> Excerpt
::::
IDENTIFYING STRUCTURAL VARIATIONS USING OPTIMIZED SV PIPELINE
Summary
Structural variants (SVs) are genomic alterations of at least 50 base pairs in the DNA. The PrediCT
study utilizes two gene panels to investigate tumour development linked to germline mutations in
cancer predisposition genes. The aim of this project is to optimize an SV pipeline and identify if
there are clinically significant SVs, focussing on deletions, in genes from the gene panels in PrediCT
patients.
SV callers identify genomic alterations in the DNA and produce a VCF file. However, currently there
is not a single caller good enough for accurate and comprehensive detection of SVs (Koboldt, 2020)
(Kuzniar et al, 2020) (Kosugi et al, 2019). Hence, SV callers Manta and Dysgu are combined for a
more accurate and comprehensive detection of SVs. Both callers contain a property in their VCF file
useful for validating the accuracy of the event and can process CRAM files, therefore significantly
reducing the pipeline’s runtime.
::::
> Source data
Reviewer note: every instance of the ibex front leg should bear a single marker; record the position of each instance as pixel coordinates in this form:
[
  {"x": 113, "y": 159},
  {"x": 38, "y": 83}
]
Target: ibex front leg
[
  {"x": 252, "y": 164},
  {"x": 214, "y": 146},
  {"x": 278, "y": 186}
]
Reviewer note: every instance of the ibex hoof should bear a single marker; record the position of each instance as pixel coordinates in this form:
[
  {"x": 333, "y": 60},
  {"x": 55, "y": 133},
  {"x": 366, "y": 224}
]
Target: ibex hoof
::::
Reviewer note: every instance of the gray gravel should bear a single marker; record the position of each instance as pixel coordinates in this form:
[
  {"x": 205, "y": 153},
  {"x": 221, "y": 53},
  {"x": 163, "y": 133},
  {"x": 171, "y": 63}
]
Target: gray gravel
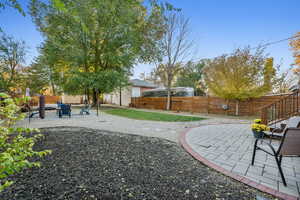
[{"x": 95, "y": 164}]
::::
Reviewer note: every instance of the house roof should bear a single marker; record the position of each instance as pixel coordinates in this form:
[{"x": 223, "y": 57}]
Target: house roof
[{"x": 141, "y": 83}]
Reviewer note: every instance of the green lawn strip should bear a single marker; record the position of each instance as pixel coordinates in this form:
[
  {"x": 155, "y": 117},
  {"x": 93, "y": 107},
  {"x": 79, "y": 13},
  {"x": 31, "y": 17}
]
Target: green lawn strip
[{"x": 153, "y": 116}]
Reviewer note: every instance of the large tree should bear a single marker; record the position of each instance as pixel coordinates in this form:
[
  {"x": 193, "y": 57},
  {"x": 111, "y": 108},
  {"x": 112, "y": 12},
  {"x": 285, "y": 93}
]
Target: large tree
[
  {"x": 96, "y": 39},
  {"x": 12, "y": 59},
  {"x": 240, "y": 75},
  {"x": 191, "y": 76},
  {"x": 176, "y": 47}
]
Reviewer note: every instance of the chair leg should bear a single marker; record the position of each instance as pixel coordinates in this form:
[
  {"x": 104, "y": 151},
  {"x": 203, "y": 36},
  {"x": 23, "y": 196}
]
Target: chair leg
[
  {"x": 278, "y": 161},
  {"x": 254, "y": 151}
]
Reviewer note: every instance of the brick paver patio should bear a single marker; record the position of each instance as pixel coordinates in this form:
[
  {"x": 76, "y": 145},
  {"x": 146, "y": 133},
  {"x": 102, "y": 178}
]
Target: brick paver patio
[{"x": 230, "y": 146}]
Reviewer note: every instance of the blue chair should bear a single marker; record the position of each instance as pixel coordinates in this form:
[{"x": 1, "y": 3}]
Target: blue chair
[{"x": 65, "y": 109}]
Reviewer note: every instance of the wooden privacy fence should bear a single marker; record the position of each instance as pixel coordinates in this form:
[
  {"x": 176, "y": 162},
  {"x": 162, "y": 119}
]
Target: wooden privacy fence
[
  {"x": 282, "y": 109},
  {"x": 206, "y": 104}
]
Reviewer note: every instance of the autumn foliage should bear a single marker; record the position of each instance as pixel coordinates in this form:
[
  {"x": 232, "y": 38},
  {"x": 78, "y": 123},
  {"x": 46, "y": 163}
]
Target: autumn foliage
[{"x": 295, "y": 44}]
::::
> Required action 1
Write out the stretch of the SV pipeline summary from "SV callers identify" through "the pipeline’s runtime.".
> Required action 2
In the SV pipeline summary, which two SV callers are combined?
> Required action 3
Carry on the SV pipeline summary from where it stops.

> Task output 1
SV callers identify genomic alterations in the DNA and produce a VCF file. However, currently there
is not a single caller good enough for accurate and comprehensive detection of SVs (Koboldt, 2020)
(Kuzniar et al, 2020) (Kosugi et al, 2019). Hence, SV callers Manta and Dysgu are combined for a
more accurate and comprehensive detection of SVs. Both callers contain a property in their VCF file
useful for validating the accuracy of the event and can process CRAM files, therefore significantly
reducing the pipeline’s runtime.

> Task output 2
Manta and Dysgu.

> Task output 3
The pipeline is optimized by setting thresholds for Dysgu’s Probability Score- and Manta’s Quality
Score property, based on event verification in IGV (Robinson et al, 2011), which serve as filter. SV
length and high-confidence-calls from a single caller are also filtered in. Events of interest are
annotated using AnnotSV, annotation software specialized for SVs, and exon-region filtering is
performed. Many identified SVs lack clinical significance due to being population-common.
Combining Dysgu and Manta showed improved results over the use of them as a single caller. With
an equivalent number of correctly identified events, fewer false positives are called when combing
the callers.
In the analysis, the pipeline was unable to detect any novel clinically significant SVs beyond those
that were already established.